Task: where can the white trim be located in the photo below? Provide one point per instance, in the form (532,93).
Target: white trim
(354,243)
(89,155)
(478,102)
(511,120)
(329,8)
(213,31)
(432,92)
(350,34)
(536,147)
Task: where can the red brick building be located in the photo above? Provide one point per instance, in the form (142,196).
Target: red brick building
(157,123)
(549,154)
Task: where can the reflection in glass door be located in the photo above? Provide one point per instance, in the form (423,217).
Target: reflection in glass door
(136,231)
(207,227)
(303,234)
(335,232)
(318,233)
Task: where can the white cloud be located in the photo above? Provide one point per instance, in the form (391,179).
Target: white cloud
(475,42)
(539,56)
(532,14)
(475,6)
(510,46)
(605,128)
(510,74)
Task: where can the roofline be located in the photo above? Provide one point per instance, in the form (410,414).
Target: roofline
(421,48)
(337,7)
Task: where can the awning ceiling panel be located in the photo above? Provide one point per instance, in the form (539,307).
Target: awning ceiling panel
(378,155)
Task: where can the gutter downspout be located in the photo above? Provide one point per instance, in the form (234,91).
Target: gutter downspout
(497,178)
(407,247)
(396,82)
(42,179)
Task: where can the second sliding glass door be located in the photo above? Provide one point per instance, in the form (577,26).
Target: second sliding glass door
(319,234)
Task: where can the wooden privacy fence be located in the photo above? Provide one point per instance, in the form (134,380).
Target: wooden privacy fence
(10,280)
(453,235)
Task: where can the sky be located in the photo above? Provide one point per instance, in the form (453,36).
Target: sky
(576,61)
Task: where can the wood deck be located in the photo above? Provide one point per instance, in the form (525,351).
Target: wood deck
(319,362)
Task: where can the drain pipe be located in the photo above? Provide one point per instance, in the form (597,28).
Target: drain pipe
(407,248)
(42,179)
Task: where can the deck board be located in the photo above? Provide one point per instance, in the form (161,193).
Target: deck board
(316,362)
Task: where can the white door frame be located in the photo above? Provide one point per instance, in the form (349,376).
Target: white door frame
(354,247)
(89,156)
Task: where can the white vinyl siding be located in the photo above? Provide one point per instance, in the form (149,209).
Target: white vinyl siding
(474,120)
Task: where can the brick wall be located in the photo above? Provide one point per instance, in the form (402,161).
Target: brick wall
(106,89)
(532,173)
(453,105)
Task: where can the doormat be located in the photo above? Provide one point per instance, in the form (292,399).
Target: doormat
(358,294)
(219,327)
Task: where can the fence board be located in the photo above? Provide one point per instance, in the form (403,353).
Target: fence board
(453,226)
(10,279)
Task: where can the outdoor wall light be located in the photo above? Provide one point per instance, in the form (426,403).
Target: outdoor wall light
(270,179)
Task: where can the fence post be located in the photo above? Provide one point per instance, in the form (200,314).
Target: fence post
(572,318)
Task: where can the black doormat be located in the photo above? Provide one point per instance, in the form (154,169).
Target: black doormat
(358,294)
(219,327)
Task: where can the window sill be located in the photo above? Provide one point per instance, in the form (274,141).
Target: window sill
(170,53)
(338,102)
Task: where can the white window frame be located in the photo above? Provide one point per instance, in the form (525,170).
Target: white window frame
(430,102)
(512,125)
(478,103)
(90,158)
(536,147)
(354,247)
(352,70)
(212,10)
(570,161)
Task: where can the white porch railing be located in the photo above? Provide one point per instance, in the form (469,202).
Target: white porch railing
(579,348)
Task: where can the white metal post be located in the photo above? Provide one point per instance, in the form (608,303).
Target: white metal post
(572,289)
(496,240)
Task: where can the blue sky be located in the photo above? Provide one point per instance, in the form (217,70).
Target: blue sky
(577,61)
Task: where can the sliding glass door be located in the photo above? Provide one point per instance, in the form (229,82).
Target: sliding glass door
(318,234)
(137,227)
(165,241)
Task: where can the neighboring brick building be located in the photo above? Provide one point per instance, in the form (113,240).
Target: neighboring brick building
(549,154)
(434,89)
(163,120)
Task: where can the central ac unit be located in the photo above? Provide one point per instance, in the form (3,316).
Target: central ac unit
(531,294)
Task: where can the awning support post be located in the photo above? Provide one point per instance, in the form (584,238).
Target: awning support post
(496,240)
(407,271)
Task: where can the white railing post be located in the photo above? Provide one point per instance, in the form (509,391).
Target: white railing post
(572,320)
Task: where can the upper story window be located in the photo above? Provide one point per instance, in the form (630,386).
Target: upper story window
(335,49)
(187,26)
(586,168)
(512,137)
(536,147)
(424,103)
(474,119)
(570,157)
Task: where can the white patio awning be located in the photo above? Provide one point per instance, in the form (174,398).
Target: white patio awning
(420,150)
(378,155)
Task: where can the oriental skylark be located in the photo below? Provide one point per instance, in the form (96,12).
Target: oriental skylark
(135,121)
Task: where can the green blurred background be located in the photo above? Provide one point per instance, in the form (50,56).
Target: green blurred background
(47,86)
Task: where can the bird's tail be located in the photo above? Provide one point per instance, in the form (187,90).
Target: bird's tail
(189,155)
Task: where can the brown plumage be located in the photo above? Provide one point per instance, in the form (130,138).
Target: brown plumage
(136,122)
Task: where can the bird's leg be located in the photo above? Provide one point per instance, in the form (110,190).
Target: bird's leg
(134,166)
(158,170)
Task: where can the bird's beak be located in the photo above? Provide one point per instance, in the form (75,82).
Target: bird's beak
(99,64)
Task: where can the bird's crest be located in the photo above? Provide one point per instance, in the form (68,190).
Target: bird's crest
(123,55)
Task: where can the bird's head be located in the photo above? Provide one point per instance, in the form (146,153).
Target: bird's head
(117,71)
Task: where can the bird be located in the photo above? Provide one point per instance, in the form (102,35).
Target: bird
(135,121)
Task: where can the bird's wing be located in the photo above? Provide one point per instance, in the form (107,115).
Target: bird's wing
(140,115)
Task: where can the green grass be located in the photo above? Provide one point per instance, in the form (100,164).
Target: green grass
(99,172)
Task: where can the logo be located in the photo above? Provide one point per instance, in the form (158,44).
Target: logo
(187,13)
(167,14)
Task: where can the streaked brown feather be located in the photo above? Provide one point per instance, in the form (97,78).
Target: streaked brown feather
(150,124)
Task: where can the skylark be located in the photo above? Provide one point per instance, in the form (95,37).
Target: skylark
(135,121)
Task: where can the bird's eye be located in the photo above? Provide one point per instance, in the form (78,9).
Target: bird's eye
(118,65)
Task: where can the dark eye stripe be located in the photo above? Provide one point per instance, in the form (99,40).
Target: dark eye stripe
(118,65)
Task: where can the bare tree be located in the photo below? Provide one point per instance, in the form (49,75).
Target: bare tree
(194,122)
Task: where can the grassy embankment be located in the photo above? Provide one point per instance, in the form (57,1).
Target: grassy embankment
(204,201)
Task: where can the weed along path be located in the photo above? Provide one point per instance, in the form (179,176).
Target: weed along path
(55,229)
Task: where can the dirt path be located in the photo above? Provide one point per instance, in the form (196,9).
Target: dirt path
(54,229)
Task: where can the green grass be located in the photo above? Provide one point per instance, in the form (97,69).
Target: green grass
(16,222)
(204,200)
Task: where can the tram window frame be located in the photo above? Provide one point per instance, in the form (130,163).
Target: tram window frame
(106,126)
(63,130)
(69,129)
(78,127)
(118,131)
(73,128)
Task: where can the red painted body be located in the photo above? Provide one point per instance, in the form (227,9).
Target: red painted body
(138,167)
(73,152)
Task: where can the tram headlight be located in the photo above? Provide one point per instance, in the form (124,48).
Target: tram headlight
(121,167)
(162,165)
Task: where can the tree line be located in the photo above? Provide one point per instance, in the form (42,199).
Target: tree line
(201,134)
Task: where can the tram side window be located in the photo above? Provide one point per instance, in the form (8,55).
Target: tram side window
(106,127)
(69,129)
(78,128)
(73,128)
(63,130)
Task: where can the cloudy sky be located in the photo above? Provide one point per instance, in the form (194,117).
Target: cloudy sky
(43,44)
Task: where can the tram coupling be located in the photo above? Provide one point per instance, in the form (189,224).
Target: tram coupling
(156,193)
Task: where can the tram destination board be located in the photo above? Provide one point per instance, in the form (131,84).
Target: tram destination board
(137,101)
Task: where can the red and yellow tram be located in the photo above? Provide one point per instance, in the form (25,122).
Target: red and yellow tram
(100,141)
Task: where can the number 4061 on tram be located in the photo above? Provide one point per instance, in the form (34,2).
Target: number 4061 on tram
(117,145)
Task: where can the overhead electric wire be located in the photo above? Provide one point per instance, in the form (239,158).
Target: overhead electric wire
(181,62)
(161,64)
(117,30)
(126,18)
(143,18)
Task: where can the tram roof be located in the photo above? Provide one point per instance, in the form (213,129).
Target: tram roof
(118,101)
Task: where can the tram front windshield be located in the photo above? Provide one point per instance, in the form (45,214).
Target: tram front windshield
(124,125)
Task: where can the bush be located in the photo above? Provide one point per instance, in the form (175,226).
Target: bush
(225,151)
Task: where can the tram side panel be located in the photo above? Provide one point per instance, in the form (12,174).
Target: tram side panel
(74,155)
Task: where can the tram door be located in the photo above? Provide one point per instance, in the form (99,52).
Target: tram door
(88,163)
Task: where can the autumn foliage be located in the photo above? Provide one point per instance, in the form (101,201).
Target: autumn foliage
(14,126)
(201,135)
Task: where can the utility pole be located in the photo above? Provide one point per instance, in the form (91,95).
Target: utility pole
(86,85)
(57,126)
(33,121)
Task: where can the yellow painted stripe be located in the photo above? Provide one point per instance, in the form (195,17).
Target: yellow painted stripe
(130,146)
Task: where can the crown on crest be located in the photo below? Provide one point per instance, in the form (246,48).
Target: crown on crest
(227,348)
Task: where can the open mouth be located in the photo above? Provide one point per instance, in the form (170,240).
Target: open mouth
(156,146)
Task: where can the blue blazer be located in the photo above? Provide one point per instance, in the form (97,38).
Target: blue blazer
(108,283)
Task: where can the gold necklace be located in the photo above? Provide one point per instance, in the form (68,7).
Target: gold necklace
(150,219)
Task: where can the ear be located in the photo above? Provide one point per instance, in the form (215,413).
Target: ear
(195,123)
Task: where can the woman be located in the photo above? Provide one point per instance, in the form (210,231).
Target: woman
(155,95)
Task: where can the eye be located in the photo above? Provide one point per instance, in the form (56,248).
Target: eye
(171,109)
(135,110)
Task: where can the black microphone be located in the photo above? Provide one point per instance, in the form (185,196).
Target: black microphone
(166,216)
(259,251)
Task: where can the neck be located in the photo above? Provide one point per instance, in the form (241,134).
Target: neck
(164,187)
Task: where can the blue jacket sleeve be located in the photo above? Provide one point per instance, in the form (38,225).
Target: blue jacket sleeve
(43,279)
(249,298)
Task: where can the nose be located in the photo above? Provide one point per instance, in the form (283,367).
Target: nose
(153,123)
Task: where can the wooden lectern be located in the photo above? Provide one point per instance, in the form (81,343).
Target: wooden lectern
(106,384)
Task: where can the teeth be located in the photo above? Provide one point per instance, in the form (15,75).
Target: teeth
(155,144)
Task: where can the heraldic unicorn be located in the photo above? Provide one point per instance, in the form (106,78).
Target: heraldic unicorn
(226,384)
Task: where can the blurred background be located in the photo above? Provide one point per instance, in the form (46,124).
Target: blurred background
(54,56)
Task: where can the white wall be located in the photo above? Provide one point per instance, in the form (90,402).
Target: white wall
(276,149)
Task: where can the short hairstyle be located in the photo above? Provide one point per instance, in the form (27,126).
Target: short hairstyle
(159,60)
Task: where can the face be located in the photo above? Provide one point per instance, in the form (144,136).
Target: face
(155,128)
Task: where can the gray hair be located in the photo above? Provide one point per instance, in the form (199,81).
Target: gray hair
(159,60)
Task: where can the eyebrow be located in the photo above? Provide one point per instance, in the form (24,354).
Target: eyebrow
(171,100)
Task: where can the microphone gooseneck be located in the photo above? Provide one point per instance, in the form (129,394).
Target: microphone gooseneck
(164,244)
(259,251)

◆ ◆ ◆ ◆

• _EXERCISE BRIEF_: Print exactly, and only, the lines beginning at the top of the listing and ending at the line with "Task: where can the roofline".

• _SOLUTION TO THIS TASK_:
Task: where can the white trim be located in the photo below? Provide one point per instance, in the form (532,93).
Target: white trim
(354,243)
(89,155)
(478,102)
(511,120)
(329,8)
(213,31)
(432,92)
(350,34)
(536,147)
Task: where can the red brick building be located in the photo above? Provide one point per instance, in the form (142,196).
Target: red brick building
(157,123)
(549,154)
Task: where can the reflection in glass door be located in the photo above? Provide one point per instance, in the form (423,217).
Target: reflection in glass door
(136,231)
(207,227)
(303,234)
(335,232)
(318,233)
Task: where can the white cloud be located in the photo above? Provide one point per instance, in the form (391,179).
Target: white cloud
(475,42)
(539,56)
(532,14)
(475,6)
(510,46)
(605,128)
(510,74)
Task: where can the roofline be located in the photo above? Provide one point per instance, in the form (410,414).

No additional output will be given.